╔══

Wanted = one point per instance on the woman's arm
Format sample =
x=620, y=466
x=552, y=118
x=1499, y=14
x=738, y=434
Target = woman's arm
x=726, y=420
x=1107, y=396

╚══

WHAT YOU ARE ASKED TO DO
An exact copy of the lines from the one with "x=620, y=466" to the final line of the entries is all that the answer should hold.

ANSWER
x=620, y=466
x=552, y=118
x=1499, y=14
x=738, y=434
Target = woman's arm
x=726, y=420
x=1107, y=396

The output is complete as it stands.